### WHAT TO DO
Decide whether each statement below agrees with the forum thread about Iguodala, answering yes or no and quoting the deciding words. (a) ChrisWoj holds that Iguodala was underrated in Philadelphia. (b) ChrisWoj calls Iguodala overrated in Golden State. (c) Basel claims Iguodala was underrated in Philadelphia.

### SELECTED EXTRACT
>>>

If were going to talk about other players though, I would also add Andrew Bogut being healthy this season is another layer to the greatness of this team this year. As I believe he's already surpassed games he's played in this season versus last season. The Warriors are just a great comprised team with all their parts. Fun times for the dubs and oaktown.


----------



## ChrisWoj

Basel said:


> It's funny, too, because I feel like he went from overrated in Philadelphia to underrated now in Golden State. Not only does he do a bit of everything, but when he's having an off game, he's still a big energy guy - something statistics don't account for. Just an awesome pick up for the Warriors in the off season.


I don't agree with this at all - in Philly he was maligned fairly constantly by both his hometown fans and the national media for not being a number one scoring option. I don't think I ever heard a good thing about Iguodala until he emerged with team USA. All I ever heard was that he couldn't carry the load in Philly, no one ever talked about his intangibles, his defense, etc. He was very underrated in Philly. And in Golden State? Ever since he went to Denver I've heard NOTHING BUT praise for him. If anything he's completely properly rated right now. He's definitely NOT overrated. Maybe you don't hear as much about him as some guys in major markets, but do you ever hear ANYTHING bad about his game right now?

He's far from underrated in GS.


----------

<<<

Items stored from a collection
>>>

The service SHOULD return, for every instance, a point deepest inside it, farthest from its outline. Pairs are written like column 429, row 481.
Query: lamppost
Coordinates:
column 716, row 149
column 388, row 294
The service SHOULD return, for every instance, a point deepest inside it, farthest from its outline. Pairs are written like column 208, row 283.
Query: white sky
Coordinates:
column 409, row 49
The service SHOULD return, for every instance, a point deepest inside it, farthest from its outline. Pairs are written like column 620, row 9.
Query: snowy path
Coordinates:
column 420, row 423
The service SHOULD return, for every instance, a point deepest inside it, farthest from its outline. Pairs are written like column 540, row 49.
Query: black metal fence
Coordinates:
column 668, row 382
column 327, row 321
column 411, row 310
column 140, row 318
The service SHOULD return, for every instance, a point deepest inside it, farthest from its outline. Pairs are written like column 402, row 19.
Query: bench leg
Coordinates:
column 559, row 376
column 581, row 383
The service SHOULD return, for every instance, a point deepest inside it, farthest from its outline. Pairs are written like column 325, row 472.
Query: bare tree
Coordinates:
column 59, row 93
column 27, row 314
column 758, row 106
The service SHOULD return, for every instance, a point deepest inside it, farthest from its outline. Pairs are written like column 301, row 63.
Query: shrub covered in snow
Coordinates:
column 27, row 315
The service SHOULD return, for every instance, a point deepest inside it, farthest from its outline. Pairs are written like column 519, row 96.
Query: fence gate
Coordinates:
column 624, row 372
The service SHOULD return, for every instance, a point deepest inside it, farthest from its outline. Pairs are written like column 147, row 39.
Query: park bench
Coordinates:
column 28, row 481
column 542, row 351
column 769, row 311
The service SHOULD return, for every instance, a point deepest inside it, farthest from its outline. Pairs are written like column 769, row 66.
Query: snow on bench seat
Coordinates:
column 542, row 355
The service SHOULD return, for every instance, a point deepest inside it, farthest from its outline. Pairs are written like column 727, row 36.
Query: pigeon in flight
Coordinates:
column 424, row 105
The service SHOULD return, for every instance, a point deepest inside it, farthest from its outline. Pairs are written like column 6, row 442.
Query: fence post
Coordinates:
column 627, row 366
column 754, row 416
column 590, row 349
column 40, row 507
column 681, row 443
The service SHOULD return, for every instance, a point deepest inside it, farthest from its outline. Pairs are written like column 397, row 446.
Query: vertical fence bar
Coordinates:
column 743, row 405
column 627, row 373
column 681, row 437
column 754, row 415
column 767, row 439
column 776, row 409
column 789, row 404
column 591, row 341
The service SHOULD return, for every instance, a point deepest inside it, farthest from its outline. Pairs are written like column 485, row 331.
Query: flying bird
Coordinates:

<<<

### THE COMPLETED TASK
(a) Yes: "He was very underrated in Philly."
(b) No: "He's definitely NOT overrated."
(c) No: "he went from overrated in Philadelphia to underrated now in Golden State."